Passage given:
** START **
The higher is the foreign-currency denominated debt ratio the more reliant the nation becomes on expanding its net exports to pay for it. Please read my blog – Modern monetary theory in an open economy – for more discussion on this point.
If a nation has issued foreign-currency denominated debt its external risk rises. If this debt is issued by private firms (or households), then they must earn foreign currency (or borrow it) to service debt. To meet these needs they can export, attract FDI, and/or engage in short-term borrowing. If none of these is sufficient, default becomes necessary.
There is always a risk of default by private entities, and this is a “market-based” resolution of the problem.
This will become a major issue in Hungary now as the forint depreciates – adding revaluation stress to the outstanding private foreign-currency debt.
In the case of the government foreign currency-denominated debt, there are additional problems. Default becomes more difficult because there is no well delineated international method. Often, the government is forced to go to international lenders to obtain foreign reserves; the result can be a vicious cycle of indebtedness and borrowing. The IMF is already involved in Hungary and wants to impose even more ideological design on the system.
** END **
Written problem A: Report how many lines of the listing contain the string "ceiling", with case counting. Give only the number.
The passage on foreign-currency debt and the listing are unrelated to each other.

Dataset excerpts on pointing to objects:
** START **
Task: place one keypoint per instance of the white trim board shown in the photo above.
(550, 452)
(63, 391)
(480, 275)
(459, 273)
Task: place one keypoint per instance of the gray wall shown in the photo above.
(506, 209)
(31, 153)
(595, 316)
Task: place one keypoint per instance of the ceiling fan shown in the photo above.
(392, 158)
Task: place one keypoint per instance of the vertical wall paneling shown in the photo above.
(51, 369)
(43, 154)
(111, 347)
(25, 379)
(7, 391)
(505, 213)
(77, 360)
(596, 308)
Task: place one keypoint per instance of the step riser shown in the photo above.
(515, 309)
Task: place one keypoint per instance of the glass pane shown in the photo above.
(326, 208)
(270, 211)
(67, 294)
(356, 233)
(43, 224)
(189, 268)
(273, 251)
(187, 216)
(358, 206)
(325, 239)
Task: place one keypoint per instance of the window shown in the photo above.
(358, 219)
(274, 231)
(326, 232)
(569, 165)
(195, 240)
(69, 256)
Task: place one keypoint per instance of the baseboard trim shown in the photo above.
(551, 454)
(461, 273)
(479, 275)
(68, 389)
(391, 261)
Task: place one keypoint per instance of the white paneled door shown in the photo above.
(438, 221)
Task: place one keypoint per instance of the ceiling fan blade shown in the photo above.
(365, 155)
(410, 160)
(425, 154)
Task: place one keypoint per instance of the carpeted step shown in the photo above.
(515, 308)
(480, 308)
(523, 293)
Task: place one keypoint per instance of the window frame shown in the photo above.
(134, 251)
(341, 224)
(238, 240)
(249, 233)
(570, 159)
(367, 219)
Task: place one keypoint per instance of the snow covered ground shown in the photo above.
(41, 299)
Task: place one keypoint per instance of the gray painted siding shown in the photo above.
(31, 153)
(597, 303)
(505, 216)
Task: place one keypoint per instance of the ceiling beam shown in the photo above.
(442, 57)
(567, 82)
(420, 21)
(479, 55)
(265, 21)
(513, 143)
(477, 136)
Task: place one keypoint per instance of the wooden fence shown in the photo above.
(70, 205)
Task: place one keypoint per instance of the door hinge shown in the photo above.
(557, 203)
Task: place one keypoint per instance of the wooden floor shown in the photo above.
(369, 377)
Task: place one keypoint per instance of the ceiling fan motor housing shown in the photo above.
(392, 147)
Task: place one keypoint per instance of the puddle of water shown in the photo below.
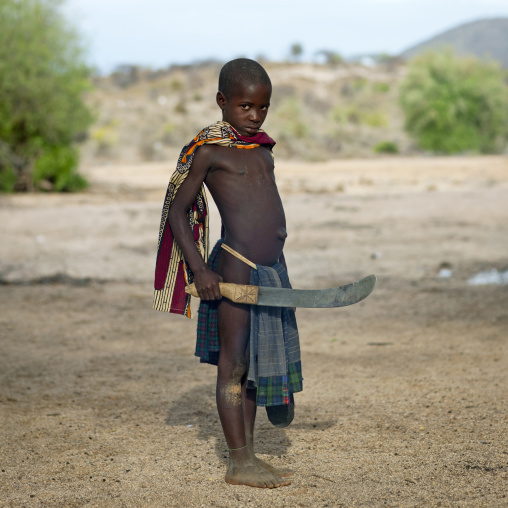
(490, 277)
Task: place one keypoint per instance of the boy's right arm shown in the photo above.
(206, 281)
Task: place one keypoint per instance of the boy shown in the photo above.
(233, 158)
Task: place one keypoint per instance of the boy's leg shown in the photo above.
(235, 404)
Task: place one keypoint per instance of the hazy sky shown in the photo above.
(161, 32)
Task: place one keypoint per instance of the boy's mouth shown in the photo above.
(251, 130)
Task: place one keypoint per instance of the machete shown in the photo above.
(280, 297)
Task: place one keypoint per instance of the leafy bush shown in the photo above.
(386, 147)
(55, 170)
(455, 104)
(42, 81)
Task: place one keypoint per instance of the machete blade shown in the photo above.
(332, 297)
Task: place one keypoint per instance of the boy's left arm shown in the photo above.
(282, 261)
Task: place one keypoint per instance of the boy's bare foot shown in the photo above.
(254, 476)
(279, 471)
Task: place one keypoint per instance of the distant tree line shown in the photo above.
(42, 112)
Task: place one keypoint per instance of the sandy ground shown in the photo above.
(405, 394)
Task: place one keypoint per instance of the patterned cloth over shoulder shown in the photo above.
(172, 273)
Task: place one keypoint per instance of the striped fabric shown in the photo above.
(171, 271)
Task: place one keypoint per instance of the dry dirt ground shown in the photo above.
(405, 394)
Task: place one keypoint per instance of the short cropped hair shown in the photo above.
(241, 72)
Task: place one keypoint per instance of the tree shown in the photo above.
(296, 51)
(455, 104)
(42, 112)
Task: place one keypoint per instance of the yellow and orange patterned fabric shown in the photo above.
(172, 273)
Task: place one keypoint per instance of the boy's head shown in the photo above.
(241, 72)
(244, 95)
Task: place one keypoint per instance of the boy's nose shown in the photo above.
(254, 115)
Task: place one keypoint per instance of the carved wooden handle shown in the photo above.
(238, 293)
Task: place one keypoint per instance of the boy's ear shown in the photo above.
(221, 100)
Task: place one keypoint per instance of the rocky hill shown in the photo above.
(486, 38)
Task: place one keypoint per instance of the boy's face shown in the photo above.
(247, 108)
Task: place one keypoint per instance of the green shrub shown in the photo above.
(454, 104)
(386, 147)
(56, 167)
(42, 81)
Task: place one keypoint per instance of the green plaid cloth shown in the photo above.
(274, 368)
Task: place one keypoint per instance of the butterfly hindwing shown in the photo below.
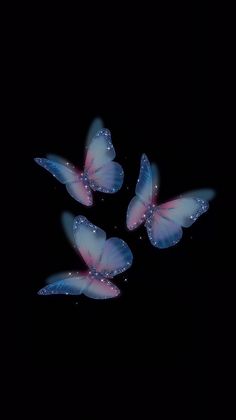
(116, 258)
(90, 240)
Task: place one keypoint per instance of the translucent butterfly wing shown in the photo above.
(165, 226)
(61, 171)
(183, 211)
(89, 239)
(116, 258)
(65, 173)
(96, 125)
(104, 175)
(108, 179)
(70, 285)
(144, 186)
(77, 284)
(163, 232)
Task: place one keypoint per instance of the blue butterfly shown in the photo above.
(105, 258)
(100, 172)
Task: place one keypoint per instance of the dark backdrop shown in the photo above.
(147, 78)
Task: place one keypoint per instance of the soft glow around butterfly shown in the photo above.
(163, 222)
(100, 172)
(105, 259)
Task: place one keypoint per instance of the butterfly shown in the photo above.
(100, 172)
(163, 222)
(105, 259)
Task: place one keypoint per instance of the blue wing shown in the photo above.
(103, 174)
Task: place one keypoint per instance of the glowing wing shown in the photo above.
(116, 258)
(77, 284)
(65, 173)
(165, 226)
(90, 240)
(103, 174)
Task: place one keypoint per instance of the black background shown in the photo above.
(147, 77)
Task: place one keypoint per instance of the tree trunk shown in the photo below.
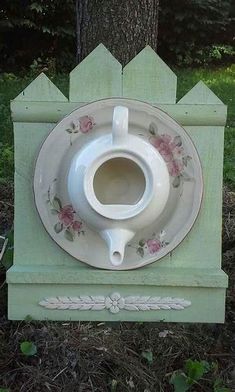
(123, 26)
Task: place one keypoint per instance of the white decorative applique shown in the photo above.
(115, 302)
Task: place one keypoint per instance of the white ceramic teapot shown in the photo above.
(119, 183)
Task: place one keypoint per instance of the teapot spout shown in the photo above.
(116, 240)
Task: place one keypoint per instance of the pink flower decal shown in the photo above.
(175, 167)
(86, 123)
(154, 245)
(66, 221)
(66, 215)
(172, 152)
(77, 226)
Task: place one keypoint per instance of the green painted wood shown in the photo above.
(203, 244)
(98, 76)
(200, 93)
(78, 274)
(188, 114)
(28, 139)
(149, 79)
(191, 271)
(24, 299)
(41, 89)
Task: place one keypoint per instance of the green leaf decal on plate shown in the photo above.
(178, 141)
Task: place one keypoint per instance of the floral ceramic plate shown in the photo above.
(86, 124)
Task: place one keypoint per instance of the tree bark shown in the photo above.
(125, 27)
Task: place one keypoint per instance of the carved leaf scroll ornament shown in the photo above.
(115, 302)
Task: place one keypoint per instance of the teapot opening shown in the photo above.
(119, 181)
(116, 258)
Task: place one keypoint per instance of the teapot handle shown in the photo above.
(120, 124)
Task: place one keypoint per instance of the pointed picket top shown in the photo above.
(200, 94)
(98, 76)
(148, 78)
(41, 89)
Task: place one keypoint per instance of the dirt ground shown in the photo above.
(104, 357)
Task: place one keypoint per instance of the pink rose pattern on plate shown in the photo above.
(151, 245)
(83, 124)
(66, 216)
(172, 152)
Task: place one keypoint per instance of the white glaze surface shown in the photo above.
(91, 125)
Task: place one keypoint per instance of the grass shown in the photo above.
(220, 80)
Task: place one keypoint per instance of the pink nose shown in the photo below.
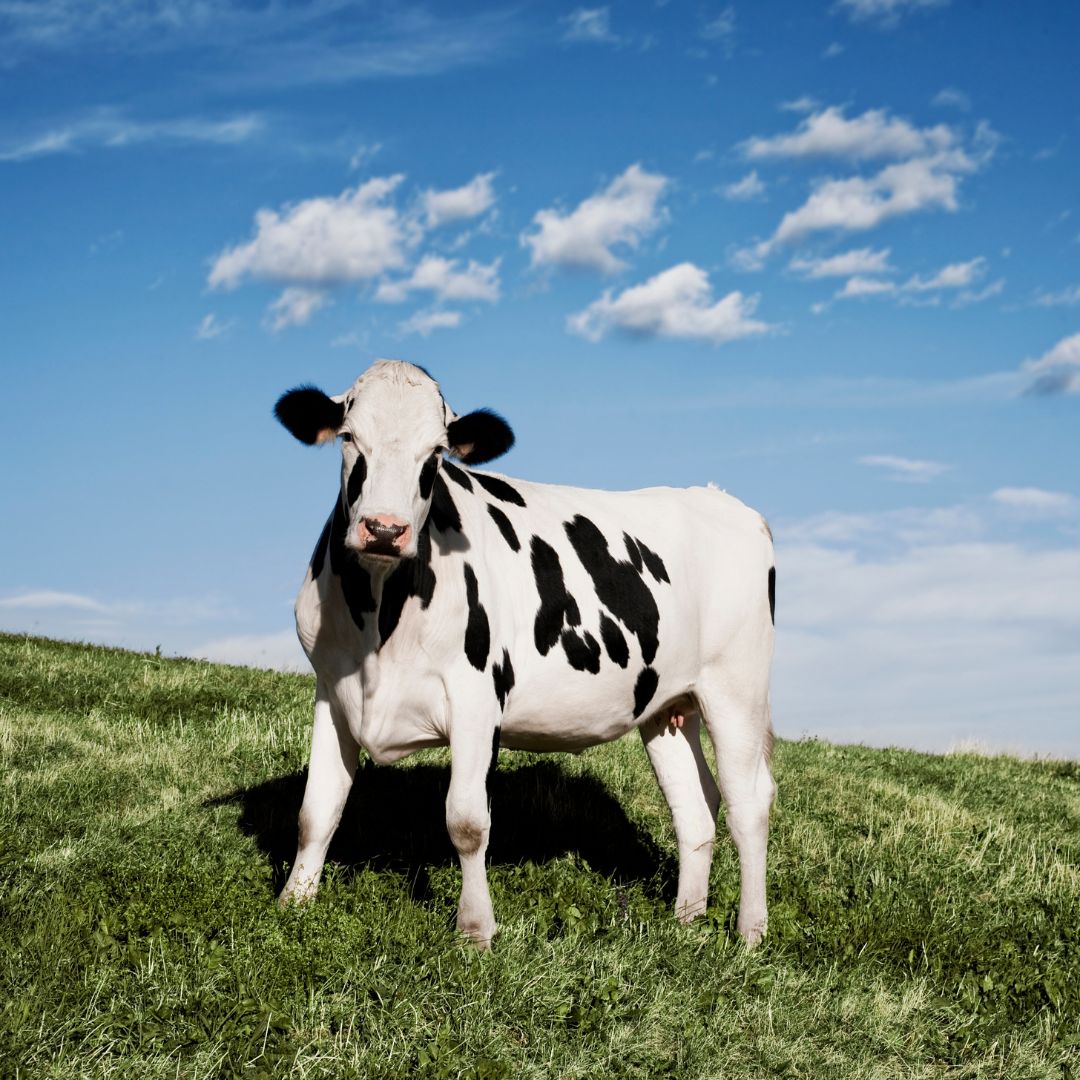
(382, 535)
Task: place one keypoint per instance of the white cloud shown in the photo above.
(1057, 372)
(621, 215)
(873, 134)
(46, 598)
(589, 25)
(295, 307)
(1036, 501)
(954, 275)
(1066, 298)
(457, 204)
(750, 187)
(804, 104)
(442, 277)
(675, 304)
(113, 129)
(860, 286)
(905, 469)
(212, 327)
(885, 13)
(862, 260)
(424, 322)
(952, 98)
(321, 241)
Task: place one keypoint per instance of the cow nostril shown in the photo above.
(383, 530)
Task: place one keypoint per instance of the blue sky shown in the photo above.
(824, 255)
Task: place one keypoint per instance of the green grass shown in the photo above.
(925, 910)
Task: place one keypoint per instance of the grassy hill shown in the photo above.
(925, 910)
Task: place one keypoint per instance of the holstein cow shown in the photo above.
(450, 607)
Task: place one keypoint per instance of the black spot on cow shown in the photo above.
(444, 514)
(503, 676)
(613, 640)
(428, 475)
(309, 414)
(502, 490)
(480, 436)
(582, 650)
(619, 586)
(504, 527)
(653, 564)
(477, 630)
(556, 605)
(355, 581)
(458, 475)
(412, 577)
(644, 689)
(319, 555)
(356, 476)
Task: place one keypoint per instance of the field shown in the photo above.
(925, 910)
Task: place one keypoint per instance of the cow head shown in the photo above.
(394, 428)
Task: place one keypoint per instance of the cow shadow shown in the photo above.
(394, 820)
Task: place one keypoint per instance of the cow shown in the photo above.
(449, 606)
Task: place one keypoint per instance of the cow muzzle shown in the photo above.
(382, 535)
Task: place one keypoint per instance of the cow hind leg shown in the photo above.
(334, 756)
(741, 729)
(693, 798)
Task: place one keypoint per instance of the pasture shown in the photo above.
(925, 912)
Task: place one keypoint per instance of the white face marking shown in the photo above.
(396, 421)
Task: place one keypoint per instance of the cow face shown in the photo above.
(393, 428)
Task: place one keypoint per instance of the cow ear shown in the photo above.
(480, 436)
(310, 415)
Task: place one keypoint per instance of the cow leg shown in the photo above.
(469, 823)
(741, 729)
(691, 793)
(334, 755)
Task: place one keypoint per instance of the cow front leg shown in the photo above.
(469, 823)
(334, 755)
(693, 798)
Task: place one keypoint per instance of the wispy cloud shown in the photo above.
(748, 188)
(355, 235)
(234, 43)
(862, 260)
(589, 25)
(906, 470)
(885, 14)
(427, 322)
(1056, 372)
(295, 307)
(212, 327)
(459, 204)
(113, 129)
(620, 216)
(675, 304)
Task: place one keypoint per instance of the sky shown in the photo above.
(824, 255)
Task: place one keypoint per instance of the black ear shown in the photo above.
(480, 436)
(310, 415)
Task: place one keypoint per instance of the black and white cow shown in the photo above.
(445, 606)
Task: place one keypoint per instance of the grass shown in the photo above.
(925, 910)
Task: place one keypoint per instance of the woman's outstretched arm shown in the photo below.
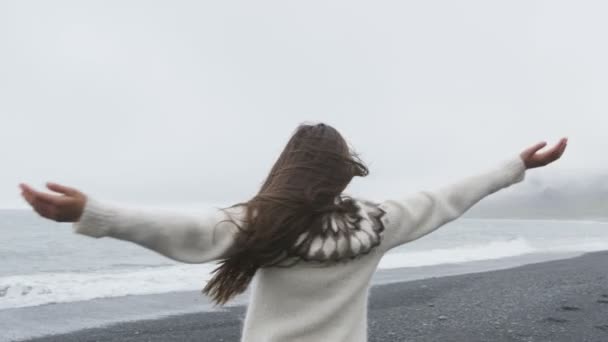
** END **
Written problem B: Supply the next part of the passage on foreign-currency debt, starting after its last sentence.

Right answer A: 4

Right answer B:
There is also a controversy concerning reports that the government wants to access central bank stocks of foreign exchange reserves. The MNB has significant foreign currency reserves.
In addition to that controversy, part of the current crisis appears to be the reaction by the private bond markets to the legislation passed on December 30, 2011 by the Hungarian parliament which increased the size of the MNB’s interest-rate setting board. Additionally, there is a debate going on to merge the central bank with the prudential regulator and reduce the position of the central bank governor.
All these developments and proposed developments are being criticised by the neo-liberals who claim they compromise the central bank independence. I will provide some specific discussion of these political moves in a later blog.
Please read my blog – Central bank independence – another faux agenda – for more discussion on the general issues here.
The problem is that these developments horrify the IMF and the EU and the bond markets are just following the trail of fear that the Troika elites are mounting.
On top of the problems that arise from having a large exposure to foreign currency denominated debt, the Hungarian government is also caught in two additional “pincer movements” of its own making.
First, its options have become constrained by its obsession with joining the Euro. Like all the previous EMU hopefuls it has started on a long journey to meet the Stability and Growth Pact (Maastricht requirements) and has been systematically constraining its discretionary net spending at the expense of the prosperity of its population..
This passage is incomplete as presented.